DOCUMENT EXTRACT:
Content starts

U.K. Doctors Call for Phase-Out of Diesel Vehicles

The newly formed group of health professionals is campaigning for greater awareness of the health impacts of diesel emissions and for immediate action to reduce the number of diesel vehicles.

Nearly 300 U.K. doctors, nurses and other health professionals are calling on the government to remove diesel vehicles from the road as soon as possible because they are causing a health emergency.

The newly formed group is campaigning for greater awareness of the health impacts of diesel emissions and for immediate action to reduce the number of diesel vehicles.

It sent a letter to Prime Minister Theresa May stating a government-led national diesel reduction initiative would represent a major public health advance.

“We are writing as doctors, nurses and health professionals from across the U.K. to ask for government action to remove the current fleet of diesel vehicles from the road as soon as possible, with a particular focus on towns and cities,” the letter states.

It notes the government’s own chief medical officer’s view that diesel vehicles should be phased out.

“We are encouraged that you said in Parliament that ‘nobody in this house doubts the importance of the issue of air quality,’” the letter states.

It highlights what it calls the growing evidence regarding a range of health effects of nitrogen-dioxide and black-carbon (soot) emissions.

It says in infants and children there is strong evidence that exposure to fossil-fuel-derived air pollution stunts lung growth.

Without urgent action, emissions from diesel vehicles will cause irreversible lung damage to the current generation of children, the letter warns.

Content ends

DATA FOR ANALYSIS:
Content starts

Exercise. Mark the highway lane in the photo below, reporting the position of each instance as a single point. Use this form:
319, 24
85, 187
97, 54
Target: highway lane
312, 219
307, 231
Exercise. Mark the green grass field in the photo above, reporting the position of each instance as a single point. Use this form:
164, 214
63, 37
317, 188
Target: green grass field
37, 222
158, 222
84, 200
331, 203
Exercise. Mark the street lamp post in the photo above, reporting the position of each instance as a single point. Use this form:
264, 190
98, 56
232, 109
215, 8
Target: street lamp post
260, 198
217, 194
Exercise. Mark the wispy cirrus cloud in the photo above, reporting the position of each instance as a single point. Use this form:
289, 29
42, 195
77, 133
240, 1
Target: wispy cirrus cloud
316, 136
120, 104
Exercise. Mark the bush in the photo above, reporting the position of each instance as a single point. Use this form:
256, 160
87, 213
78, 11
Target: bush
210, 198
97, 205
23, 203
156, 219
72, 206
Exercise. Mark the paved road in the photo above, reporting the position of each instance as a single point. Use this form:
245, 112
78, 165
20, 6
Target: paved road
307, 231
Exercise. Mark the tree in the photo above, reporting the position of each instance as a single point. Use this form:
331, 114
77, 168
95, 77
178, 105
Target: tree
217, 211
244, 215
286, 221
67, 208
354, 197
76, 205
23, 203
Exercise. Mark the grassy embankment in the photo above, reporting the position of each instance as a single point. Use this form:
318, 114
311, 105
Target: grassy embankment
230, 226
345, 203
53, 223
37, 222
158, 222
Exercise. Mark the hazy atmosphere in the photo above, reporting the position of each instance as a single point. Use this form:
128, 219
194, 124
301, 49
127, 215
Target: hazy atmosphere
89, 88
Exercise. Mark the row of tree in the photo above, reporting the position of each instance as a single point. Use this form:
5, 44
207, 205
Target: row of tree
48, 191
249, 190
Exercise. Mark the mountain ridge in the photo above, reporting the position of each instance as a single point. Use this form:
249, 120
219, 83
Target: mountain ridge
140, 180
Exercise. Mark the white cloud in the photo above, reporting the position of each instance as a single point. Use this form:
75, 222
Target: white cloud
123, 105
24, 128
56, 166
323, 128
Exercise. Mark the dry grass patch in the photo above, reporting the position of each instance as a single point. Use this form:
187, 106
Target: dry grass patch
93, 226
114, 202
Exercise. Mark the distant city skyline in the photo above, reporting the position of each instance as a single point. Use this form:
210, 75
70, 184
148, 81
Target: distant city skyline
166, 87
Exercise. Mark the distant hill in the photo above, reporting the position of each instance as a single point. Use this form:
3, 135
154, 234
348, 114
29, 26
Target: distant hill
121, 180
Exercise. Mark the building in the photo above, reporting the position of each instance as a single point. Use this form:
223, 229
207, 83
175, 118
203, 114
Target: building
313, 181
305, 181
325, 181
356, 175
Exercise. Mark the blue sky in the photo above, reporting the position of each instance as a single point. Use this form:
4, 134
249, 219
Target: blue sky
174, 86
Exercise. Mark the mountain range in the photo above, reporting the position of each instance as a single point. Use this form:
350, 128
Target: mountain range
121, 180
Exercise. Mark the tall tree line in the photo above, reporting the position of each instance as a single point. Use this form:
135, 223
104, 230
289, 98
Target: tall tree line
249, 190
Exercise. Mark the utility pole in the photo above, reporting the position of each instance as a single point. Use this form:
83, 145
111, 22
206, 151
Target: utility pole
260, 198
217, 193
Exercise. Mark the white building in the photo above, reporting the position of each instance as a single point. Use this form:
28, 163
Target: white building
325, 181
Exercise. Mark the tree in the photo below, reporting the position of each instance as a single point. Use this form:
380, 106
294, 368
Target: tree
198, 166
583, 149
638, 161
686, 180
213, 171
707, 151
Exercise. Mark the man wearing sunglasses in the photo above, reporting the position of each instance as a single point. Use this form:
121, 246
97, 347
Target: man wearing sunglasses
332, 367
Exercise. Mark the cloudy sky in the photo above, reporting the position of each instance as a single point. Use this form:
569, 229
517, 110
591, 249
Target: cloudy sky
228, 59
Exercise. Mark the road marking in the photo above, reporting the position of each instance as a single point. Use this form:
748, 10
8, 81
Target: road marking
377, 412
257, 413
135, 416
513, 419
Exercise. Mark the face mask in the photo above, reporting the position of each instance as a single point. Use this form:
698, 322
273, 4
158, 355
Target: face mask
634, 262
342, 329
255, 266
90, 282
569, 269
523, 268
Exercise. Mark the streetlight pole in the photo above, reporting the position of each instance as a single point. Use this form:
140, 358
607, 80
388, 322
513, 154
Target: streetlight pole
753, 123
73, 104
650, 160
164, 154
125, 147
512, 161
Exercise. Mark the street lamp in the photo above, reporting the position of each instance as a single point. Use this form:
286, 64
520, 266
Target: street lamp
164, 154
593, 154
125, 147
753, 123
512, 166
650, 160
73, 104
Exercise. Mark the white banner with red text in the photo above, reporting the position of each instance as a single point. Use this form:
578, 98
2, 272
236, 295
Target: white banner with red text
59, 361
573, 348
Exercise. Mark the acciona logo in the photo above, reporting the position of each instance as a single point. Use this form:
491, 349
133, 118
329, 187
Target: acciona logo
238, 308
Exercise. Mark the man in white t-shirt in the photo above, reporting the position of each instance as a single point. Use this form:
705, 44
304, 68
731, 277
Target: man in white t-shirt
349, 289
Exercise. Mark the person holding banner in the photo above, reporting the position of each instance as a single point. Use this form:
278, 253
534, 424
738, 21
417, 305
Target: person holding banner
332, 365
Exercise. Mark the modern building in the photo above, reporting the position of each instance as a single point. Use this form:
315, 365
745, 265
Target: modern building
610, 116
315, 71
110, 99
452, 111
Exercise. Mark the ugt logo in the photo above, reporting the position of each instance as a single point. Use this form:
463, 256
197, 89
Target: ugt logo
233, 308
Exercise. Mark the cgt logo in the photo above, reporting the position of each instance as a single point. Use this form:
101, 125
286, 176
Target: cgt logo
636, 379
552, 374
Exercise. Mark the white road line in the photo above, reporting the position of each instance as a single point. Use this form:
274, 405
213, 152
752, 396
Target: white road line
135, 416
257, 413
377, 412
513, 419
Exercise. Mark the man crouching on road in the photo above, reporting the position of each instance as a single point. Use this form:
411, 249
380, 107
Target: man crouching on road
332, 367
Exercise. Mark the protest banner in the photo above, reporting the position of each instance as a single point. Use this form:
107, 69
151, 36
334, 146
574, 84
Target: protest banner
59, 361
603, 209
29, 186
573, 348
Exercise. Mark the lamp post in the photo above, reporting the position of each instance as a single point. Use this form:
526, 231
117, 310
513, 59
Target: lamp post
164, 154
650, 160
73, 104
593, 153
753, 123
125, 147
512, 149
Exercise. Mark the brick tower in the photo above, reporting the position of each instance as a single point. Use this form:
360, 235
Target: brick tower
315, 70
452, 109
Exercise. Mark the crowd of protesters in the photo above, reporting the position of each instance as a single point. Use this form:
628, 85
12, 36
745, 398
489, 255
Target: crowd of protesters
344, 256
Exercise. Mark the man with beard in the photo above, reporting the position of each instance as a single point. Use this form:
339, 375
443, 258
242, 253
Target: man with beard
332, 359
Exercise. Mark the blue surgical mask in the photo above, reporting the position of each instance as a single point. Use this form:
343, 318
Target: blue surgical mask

Content ends
Content starts

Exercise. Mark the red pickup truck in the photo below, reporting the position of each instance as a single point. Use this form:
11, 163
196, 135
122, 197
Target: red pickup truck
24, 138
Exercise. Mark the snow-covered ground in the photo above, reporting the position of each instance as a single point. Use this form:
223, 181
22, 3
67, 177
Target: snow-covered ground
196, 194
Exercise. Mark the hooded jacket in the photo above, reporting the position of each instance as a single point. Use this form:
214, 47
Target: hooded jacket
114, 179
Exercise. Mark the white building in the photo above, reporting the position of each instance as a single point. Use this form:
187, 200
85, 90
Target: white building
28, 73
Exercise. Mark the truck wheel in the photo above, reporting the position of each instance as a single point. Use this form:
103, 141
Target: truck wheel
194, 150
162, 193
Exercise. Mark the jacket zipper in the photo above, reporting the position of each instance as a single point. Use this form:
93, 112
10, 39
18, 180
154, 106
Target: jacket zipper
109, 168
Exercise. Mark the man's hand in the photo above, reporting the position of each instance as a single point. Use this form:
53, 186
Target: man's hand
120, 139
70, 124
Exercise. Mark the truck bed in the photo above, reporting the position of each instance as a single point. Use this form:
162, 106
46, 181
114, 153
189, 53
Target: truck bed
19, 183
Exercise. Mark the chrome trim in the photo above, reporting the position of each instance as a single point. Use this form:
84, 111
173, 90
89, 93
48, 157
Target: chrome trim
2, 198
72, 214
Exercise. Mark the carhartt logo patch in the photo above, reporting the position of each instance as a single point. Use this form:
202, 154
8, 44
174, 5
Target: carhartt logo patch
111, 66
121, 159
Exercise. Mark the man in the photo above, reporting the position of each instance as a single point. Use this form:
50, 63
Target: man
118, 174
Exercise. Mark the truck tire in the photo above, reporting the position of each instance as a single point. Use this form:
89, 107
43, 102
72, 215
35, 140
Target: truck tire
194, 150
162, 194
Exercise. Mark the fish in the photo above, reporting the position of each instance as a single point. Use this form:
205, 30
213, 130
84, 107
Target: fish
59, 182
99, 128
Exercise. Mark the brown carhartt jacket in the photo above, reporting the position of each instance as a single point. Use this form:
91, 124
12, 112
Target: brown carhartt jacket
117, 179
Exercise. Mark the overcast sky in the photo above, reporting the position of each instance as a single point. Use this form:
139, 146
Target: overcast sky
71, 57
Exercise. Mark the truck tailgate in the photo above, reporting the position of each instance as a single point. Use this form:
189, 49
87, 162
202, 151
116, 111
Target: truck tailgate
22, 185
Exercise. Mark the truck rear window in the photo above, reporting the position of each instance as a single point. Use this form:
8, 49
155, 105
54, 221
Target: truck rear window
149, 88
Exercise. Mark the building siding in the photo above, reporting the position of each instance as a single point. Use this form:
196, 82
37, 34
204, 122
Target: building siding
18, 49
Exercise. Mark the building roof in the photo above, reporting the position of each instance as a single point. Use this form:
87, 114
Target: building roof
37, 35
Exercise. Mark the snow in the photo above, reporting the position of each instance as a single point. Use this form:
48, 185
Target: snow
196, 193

Content ends
Content starts

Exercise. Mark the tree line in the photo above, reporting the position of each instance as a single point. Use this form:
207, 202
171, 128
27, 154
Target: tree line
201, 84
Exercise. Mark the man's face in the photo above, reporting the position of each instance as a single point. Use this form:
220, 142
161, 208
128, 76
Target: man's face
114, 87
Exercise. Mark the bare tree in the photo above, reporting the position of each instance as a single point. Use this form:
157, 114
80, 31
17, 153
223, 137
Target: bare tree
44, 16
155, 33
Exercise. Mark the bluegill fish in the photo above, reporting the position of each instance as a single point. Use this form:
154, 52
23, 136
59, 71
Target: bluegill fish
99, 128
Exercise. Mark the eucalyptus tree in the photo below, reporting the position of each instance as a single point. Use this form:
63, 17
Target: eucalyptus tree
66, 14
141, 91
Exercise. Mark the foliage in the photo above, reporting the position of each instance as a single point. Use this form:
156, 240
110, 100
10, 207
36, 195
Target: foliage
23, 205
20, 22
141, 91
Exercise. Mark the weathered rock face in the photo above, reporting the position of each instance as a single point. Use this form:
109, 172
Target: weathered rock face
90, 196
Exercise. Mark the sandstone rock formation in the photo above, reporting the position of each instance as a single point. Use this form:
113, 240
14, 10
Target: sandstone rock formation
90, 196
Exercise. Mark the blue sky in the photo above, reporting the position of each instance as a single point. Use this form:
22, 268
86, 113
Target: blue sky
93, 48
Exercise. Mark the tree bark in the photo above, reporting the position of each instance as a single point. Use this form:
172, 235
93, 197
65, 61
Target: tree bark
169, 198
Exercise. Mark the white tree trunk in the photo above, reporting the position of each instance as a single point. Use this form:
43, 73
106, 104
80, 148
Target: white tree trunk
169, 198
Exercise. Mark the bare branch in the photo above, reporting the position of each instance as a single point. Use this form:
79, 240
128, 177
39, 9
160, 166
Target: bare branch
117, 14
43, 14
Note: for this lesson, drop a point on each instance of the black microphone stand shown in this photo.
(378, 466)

Content ends

PROBLEM SET:
1 - According to the article on diesel vehicles, roughly how many U.K. health professionals are calling on the government to remove diesel vehicles from the road?
2 - Reproduce the passage of the article on diesel vehicles from "Nearly 300 U.K." up to and including "be phased out.".
3 - List the kinds of health professionals that the article on diesel vehicles says make up the newly formed group.

RESPONSES BY TASK:
1 - Nearly 300

2 -
Nearly 300 U.K. doctors, nurses and other health professionals are calling on the government to remove diesel vehicles from the road as soon as possible because they are causing a health emergency.

The newly formed group is campaigning for greater awareness of the health impacts of diesel emissions and for immediate action to reduce the number of diesel vehicles.

It sent a letter to Prime Minister Theresa May stating a government-led national diesel reduction initiative would represent a major public health advance.

“We are writing as doctors, nurses and health professionals from across the U.K. to ask for government action to remove the current fleet of diesel vehicles from the road as soon as possible, with a particular focus on towns and cities,” the letter states.

It notes the government’s own chief medical officer’s view that diesel vehicles should be phased out.

3 - Doctors, nurses, and other health professionals